▸ DATASET CONTENT:
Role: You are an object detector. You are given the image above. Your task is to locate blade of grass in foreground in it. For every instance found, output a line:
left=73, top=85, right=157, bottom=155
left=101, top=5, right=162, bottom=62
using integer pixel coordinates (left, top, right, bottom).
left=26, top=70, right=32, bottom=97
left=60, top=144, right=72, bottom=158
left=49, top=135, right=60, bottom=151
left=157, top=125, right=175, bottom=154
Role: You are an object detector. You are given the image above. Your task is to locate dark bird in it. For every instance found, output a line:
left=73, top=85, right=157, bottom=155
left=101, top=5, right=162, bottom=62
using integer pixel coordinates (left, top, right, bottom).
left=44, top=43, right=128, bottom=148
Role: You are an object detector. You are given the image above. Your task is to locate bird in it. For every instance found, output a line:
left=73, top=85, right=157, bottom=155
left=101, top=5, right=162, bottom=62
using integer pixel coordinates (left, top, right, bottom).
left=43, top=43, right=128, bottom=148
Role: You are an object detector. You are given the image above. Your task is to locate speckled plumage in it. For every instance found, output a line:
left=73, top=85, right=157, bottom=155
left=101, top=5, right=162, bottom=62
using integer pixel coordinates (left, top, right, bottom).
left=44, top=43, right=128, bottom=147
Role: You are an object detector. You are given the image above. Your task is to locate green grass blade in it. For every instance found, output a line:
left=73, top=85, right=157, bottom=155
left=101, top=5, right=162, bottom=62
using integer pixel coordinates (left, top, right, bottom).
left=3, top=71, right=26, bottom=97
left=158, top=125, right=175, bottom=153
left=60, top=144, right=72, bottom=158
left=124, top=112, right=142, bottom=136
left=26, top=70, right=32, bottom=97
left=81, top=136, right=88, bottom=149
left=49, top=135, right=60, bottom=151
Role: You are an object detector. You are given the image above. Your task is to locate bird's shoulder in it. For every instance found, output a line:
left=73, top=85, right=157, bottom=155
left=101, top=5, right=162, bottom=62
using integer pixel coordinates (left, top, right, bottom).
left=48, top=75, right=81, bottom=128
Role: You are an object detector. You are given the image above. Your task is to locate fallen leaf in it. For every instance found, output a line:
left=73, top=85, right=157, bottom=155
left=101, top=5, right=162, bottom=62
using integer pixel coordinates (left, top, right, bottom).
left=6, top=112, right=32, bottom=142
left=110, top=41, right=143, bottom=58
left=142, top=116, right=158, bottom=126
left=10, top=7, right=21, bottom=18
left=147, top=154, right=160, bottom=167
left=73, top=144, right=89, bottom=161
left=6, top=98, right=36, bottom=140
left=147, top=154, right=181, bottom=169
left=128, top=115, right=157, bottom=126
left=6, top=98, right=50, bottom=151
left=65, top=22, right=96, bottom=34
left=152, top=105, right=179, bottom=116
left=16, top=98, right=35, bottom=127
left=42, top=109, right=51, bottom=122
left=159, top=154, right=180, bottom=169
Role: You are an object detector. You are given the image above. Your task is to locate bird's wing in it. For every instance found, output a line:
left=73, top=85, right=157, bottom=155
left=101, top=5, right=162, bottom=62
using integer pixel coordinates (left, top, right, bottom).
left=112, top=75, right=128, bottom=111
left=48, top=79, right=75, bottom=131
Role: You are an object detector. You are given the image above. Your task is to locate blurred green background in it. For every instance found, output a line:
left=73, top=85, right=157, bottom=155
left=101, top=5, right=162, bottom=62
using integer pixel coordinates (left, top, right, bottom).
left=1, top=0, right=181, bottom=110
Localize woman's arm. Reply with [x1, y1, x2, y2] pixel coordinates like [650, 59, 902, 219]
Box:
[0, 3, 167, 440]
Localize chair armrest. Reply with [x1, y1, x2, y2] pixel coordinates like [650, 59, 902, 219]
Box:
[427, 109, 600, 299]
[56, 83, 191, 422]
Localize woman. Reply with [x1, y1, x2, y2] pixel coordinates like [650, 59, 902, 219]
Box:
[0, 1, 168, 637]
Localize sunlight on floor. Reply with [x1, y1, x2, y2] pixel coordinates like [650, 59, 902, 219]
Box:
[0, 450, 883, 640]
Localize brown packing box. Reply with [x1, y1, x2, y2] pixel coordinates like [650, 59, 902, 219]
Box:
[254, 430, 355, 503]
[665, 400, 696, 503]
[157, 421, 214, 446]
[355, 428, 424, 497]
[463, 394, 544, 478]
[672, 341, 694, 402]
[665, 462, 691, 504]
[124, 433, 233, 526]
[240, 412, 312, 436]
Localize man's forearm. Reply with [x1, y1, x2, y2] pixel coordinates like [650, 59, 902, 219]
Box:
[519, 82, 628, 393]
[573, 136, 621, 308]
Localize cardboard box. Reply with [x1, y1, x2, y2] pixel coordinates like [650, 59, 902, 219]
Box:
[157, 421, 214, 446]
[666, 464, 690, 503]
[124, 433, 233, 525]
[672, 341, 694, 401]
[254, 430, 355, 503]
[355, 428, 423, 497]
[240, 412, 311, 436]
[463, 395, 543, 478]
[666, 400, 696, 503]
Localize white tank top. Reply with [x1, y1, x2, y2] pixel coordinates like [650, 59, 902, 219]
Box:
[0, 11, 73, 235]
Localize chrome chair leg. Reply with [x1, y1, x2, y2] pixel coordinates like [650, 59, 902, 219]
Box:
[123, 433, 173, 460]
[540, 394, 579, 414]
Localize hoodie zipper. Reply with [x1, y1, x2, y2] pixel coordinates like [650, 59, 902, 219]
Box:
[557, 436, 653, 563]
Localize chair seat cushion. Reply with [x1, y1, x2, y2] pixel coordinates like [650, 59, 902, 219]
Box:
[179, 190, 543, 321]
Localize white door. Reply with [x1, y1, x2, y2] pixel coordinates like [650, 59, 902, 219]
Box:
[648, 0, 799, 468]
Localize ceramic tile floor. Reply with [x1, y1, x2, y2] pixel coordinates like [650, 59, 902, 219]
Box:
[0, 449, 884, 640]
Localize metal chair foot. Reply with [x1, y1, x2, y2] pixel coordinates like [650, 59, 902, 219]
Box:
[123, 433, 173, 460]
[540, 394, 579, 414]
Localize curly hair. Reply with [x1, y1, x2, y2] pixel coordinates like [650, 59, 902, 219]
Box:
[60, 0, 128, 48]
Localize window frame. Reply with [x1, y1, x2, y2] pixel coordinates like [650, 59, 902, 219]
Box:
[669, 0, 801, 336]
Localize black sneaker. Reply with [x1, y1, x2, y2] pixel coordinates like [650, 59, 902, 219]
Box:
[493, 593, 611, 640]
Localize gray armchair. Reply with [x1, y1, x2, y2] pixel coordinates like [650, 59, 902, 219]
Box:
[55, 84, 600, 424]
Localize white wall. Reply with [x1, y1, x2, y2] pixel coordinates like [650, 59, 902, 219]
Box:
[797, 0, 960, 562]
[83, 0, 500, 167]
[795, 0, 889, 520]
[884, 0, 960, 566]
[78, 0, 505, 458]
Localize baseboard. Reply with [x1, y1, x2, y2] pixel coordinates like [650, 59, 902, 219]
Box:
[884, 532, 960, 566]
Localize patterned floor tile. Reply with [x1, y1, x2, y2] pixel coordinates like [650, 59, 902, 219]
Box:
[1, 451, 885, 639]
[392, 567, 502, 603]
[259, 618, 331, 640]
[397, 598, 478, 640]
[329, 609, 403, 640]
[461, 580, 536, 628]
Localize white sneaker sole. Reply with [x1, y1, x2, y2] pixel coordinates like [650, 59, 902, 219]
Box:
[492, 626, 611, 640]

▸ WHAT IS BEING ASKED: Exactly as they appear, copy the lines of the listing above from the first through the one that contains "to locate green", and nothing more.

▸ OUTPUT BELOW:
Role: You are an object detector. You are given the image above. Your task is to locate blade of grass in foreground in it. For every instance found, output a line:
left=73, top=85, right=157, bottom=155
left=101, top=5, right=162, bottom=62
using integer pixel coordinates (left, top, right, bottom).
left=26, top=70, right=32, bottom=97
left=60, top=144, right=72, bottom=158
left=49, top=135, right=60, bottom=151
left=157, top=125, right=175, bottom=154
Role: You are an object detector. You are given the image above. Your task is to locate dark bird in it. For every instance found, output a line:
left=73, top=85, right=157, bottom=155
left=101, top=5, right=162, bottom=62
using integer pixel coordinates (left, top, right, bottom).
left=44, top=43, right=128, bottom=148
Role: You are an object detector. You are given the image above. Your task is to locate bird in it. For every instance found, output a line:
left=73, top=85, right=157, bottom=155
left=101, top=5, right=162, bottom=62
using integer pixel coordinates (left, top, right, bottom).
left=43, top=43, right=128, bottom=148
Role: You are an object detector. You are given the image above. Your task is to locate speckled plumage in it. For every instance found, output a line:
left=73, top=85, right=157, bottom=155
left=101, top=5, right=162, bottom=62
using integer pixel coordinates (left, top, right, bottom).
left=44, top=43, right=128, bottom=147
Role: You are an object detector. You are given the image above. Your task is to locate green grass blade in it. For every instance found, output a line:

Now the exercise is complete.